Instructions to follow
From the book review below, extract verbatim the passage that opens with the words containing "Attention conservation notice: I" and closes with "all my requirements.".

Given passage
December 31, 2018

Books to Read While the Algae Grow in Your Fur, December 2018

Attention conservation notice: I have no taste. I also have no qualifications to discuss poetry or leftist political theory. I do know something about spatiotemporal data analysis, but you don't care about that.

Gidon Eshel, Spatiotemporal Data Analysis
I assigned this as a textbook in my fall class on data over space and time, because I need something which covered spatiotemporal data analysis, especially principal components analysis, for students who could be taking linear regression at the same time, and was cheap. This met all my requirements.
The book is divided into two parts. Part I is a review or crash course in linear algebra, building up to decomposing square matrices in terms of their eigenvalues and eigenvectors, and then the singular value decomposition of arbitrary matrices. (Some prior acquaintance with linear algebra will help, but not very much is needed.) Part II is about data analysis, covering some basic notions of time series and autocorrelation, linear regression models estimated by least squares, and "empirical orthogonal functions", i.e., principal components analysis, i.e., eigendecomposition of covariance or correlation matrices. As for "cheap", while the list price is (currently) an outrageous \$105, it's on JSTOR, so The Kids had free access to the PDF through the university library.
In retrospect, there were strengths to the book, and some serious weaknesses --- some absolute, some just for my needs.
The most important strength is that Eshel writes like a human being, and not a bloodless textbook. His authorial persona is not (thankfully) much like mine, but it's a likeable and enthusiastic one. This is related to his trying really, really hard to explain everything as simply as possible, and with multitudes of very detailed worked examples. I will probably be assigning Part I of the book, on linear algebra, as refresher material to my undergrads for years.
He is also very good at constantly returning to physical insight to motivate data-analytic procedures. (The highlight of this, for me, was section 9.7 [pp. 185ff] on when and why an autonomous, linear, discrete-time AR(1) or VAR(1) model will arise from a forced, nonlinear, continuous-time dynamical system.) If this had existed when I was a physics undergrad, or starting grad school, I'd have loved it.

Collected data
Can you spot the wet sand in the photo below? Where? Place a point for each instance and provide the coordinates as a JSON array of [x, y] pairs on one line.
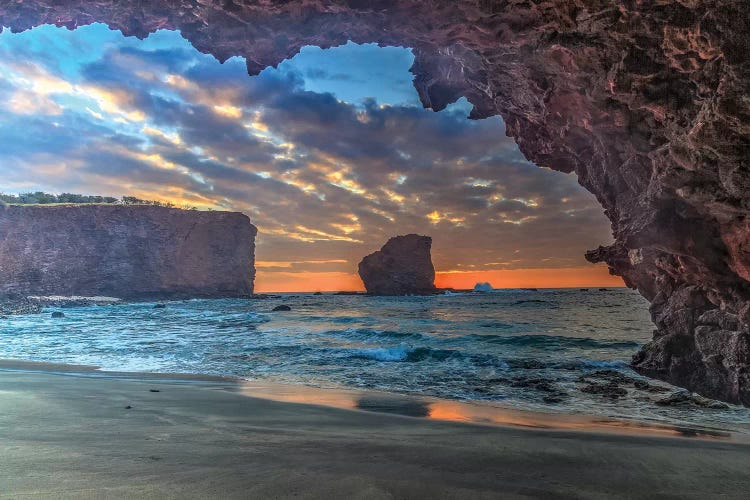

Response to the exercise
Attention conservation notice: I have no taste. I also have no qualifications to discuss poetry or leftist political theory. I do know something about spatiotemporal data analysis, but you don't care about that.

Gidon Eshel, Spatiotemporal Data Analysis
I assigned this as a textbook in my fall class on data over space and time, because I need something which covered spatiotemporal data analysis, especially principal components analysis, for students who could be taking linear regression at the same time, and was cheap. This met all my requirements.